#### [OBJETIVO DO EXERCÍCIO]
No texto sobre a classe média, dentro de quanto tempo o Primeiro-Ministro disse que iria comunicar ao país o plano de desconfinamento?

#### [SEGMENTO DO DOCUMENTO]
&conomia à 2ª

Plano? Acabar com a burguesia

A passada semana foi, mais uma vez, fértil em casos, mas parca em soluções. Ou seja, tudo na mesma, com muita parra e pouca uva.

O país trancado em casa, a burguesia em teletrabalho, o Governo a culpar a burguesia porque ousou sair de casa no Natal, quando não foram capazes de dizer que afinal sair de casa no Natal não seria uma brilhante ideia. Tudo isto podia ser cómico, não fosse trágico. Todos os que morreram e aqueles que ainda sofrem nas unidades de cuidados intensivos deveriam colocar certos discursos políticos em perspectiva, porém isso não seria a política à portuguesa, aquela que temos, não a que merecemos.

No meio disto, correu furiosamente pelo Whatsapp um suposto plano para o desconfinamento. Era só suposto, fake news. Plano que é bom, esse nem vê-lo. Aliás, até o Primeiro-Ministro fez uma comunicação ao país para dizer que vai comunicar ao país daqui a quinze dias o plano. Previsibilidade e gradualismo terão de esperar mais um pouco pelo “arguto espírito de planeamento” do actual Governo.

No meio deste drama, soluções à la carte. Ataque cerrado a uma classe média que está confinada, em casa, obrigada a cumprir o seu dever geral de recolhimento, mas a trabalhar ou pelo menos tentando desesperadamente fazê-lo. Muitos com filhos. Muitos em puro stress, muitos com a saúde mental a rebentar. Claro que isto não se pode comparar às dificuldades de quem tem negócios fechados e de quem está desempregado. E este ponto de solidariedade é importante. Mas o ponto é o oposto. O caminho é o oposto. Existe, hoje em dia, muita falta de sensibilidade social. Sobretudo de quem olha para a economia apenas como um exercício matemático, uma singela folha de Excel. Não é. A economia tem uma forte componente social. Tem que ter. Não há modelo económico que resista a uma pandemia. Ficou provado à saciedade. Mas sobretudo não há economia, ou uma democracia digna desse nome, sem uma classe média pujante, que paga impostos, sem esmagar ou expropriar os ricos, que consome, mas, sobretudo, retira da pobreza quem não tem trabalho. Esta é, de uma forma muito simplista, a força motriz da economia.

Já chega desta conversa dos bons e dos maus, de maniqueísmos e de moralismos bacocos. Do apontar o dedo ao vizinho. A inveja é um mal nacional que corrói o sentimento de comunidade nacional, de pertença e de solidariedade. Há um provérbio que resume bem este insidioso sentimento “Nunca o invejoso medrou nem ao pé dele quem morou”.

Para quando olharmos para todos com respeito? O Estado não chega para tudo. Mas o Estado só tem meios se existir classe média, com o mínimo de “buracos” e escapatórias na legislação fiscal para os mais ricos e ardilosos indivíduos ou empresas (fechar todos é difícil como prova a falta de consenso europeu para a tributação de rendimentos de capitais), a contribuir a cada ordenado e a cada compra.

Não, não podemos taxar ainda mais quem trabalha ou procurar retirar os dividendos de quem não os perdeu. Podemos isso sim, gerir melhor e sobretudo, apoiar, nesta fase, quem precisa. Sem perder de vista aqueles que se eximem a pagar os impostos devidos, pois não são apenas os apoios mal atribuídos que pesam no Orçamento de Estado, do lado da despesa, é também a receita perdida graças à criatividade de fiscalistas, gestores e administradores. É tempo de abrir os cordões à bolsa. Mais do que salivar por impostos e taxas, olhem para a Bazuca da Europa com noção e realismo. Olhem para o que a nossa economia precisa. Bom investimento, diversificação sectorial e mais valor acrescentado com mais conhecimento e menos betão. Precisamos de projectos produtivos, não precisamos de novas entradas na lista de elefantes brancos e de malparado. É preciso que os fundos cheguem a mais gente e não a quem tem bons contactos, aos que se mexem nos corredores pouco iluminados do poder. Não ataquem a classe média. Não carreguem mais peso em quem leva este país às costas. É que as costas dos actuais já não aguentam com muito mais carga inútil.

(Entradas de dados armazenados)
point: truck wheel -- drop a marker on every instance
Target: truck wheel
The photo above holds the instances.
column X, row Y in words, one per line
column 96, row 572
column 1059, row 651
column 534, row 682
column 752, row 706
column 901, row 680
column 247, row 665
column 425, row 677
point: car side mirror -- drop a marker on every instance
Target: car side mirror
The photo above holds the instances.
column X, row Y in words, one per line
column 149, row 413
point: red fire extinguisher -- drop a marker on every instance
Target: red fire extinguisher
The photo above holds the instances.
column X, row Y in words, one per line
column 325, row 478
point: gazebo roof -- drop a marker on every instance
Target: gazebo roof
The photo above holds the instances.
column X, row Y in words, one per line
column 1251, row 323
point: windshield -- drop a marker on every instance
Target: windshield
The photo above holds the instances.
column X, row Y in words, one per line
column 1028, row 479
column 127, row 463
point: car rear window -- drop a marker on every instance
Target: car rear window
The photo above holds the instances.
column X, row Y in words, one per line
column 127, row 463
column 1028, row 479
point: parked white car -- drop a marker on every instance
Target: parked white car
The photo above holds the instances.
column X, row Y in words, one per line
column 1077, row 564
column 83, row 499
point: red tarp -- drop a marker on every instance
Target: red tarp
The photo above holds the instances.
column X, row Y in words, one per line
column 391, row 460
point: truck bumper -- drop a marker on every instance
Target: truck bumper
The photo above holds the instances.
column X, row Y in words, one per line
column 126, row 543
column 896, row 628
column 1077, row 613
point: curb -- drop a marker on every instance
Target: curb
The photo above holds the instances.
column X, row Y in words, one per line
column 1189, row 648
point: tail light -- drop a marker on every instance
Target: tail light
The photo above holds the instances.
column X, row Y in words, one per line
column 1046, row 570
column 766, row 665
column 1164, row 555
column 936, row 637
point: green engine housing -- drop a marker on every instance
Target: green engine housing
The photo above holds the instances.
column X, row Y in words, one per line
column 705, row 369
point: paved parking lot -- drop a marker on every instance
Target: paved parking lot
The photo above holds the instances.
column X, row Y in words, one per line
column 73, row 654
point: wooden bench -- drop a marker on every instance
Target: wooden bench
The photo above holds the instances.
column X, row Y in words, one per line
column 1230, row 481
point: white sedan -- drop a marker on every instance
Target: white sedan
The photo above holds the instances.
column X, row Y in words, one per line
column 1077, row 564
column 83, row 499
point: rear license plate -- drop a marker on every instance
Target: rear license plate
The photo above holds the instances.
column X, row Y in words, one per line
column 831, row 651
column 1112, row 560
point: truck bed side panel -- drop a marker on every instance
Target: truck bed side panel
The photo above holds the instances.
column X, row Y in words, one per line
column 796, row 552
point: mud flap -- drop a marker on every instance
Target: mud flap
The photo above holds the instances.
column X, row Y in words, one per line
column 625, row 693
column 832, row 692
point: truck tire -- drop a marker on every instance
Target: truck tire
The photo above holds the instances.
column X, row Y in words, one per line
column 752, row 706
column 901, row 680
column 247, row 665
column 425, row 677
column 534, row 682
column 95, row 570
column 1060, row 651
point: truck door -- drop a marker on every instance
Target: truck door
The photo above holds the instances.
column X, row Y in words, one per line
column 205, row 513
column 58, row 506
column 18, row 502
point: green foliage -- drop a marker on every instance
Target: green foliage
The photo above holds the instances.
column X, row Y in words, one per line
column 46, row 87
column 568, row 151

#### [RESULTADO]
Daqui a quinze dias.